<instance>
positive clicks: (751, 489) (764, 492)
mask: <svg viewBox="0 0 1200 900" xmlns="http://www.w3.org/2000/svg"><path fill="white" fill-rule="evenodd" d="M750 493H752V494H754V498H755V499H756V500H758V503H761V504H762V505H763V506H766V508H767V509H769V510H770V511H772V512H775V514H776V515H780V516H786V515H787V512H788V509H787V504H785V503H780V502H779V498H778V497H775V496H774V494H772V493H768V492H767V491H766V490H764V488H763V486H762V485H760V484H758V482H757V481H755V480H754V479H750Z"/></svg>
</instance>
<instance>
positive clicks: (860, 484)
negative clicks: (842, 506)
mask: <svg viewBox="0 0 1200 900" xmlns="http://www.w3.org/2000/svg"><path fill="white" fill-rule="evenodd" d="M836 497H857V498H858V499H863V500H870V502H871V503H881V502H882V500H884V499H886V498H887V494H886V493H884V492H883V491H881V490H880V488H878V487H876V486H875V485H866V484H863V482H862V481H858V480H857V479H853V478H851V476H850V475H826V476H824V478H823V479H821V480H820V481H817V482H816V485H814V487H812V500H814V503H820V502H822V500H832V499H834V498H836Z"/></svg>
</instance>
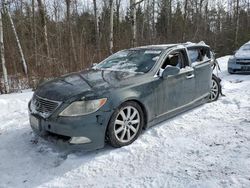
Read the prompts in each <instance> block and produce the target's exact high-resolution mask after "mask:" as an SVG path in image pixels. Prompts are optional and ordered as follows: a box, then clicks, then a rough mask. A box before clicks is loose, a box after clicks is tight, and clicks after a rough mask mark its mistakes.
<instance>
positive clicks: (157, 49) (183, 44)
....
§ **Work task**: Go through the material above and print all of it exactly, except the pictures.

§ **Task output**:
<instance>
positive clicks: (751, 489) (764, 492)
mask: <svg viewBox="0 0 1200 900" xmlns="http://www.w3.org/2000/svg"><path fill="white" fill-rule="evenodd" d="M750 493H752V494H754V498H755V499H756V500H758V503H761V504H762V505H763V506H766V508H767V509H769V510H770V511H772V512H775V514H776V515H780V516H786V515H787V512H788V509H787V504H785V503H780V502H779V498H778V497H775V496H774V494H772V493H768V492H767V491H766V490H764V488H763V486H762V485H760V484H758V482H757V481H755V480H754V479H750Z"/></svg>
</instance>
<instance>
positive clicks: (860, 484)
negative clicks: (842, 506)
mask: <svg viewBox="0 0 1200 900" xmlns="http://www.w3.org/2000/svg"><path fill="white" fill-rule="evenodd" d="M836 497H857V498H858V499H863V500H870V502H871V503H881V502H882V500H884V499H886V498H887V494H886V493H884V492H883V491H881V490H880V488H878V487H876V486H875V485H866V484H863V482H862V481H858V480H857V479H853V478H851V476H850V475H826V476H824V478H823V479H821V480H820V481H817V482H816V485H814V487H812V500H814V503H820V502H822V500H832V499H834V498H836Z"/></svg>
</instance>
Read the prompts in each <instance> block and produce the target's exact high-resolution mask after "mask:" as an SVG path in image pixels. Prompts are optional and ordered as follows: a box, then clicks, then a rough mask. A box before clicks is loose, a box after clicks is tight, and clicks after a rough mask mark its mistakes.
<instance>
positive clicks: (157, 49) (183, 44)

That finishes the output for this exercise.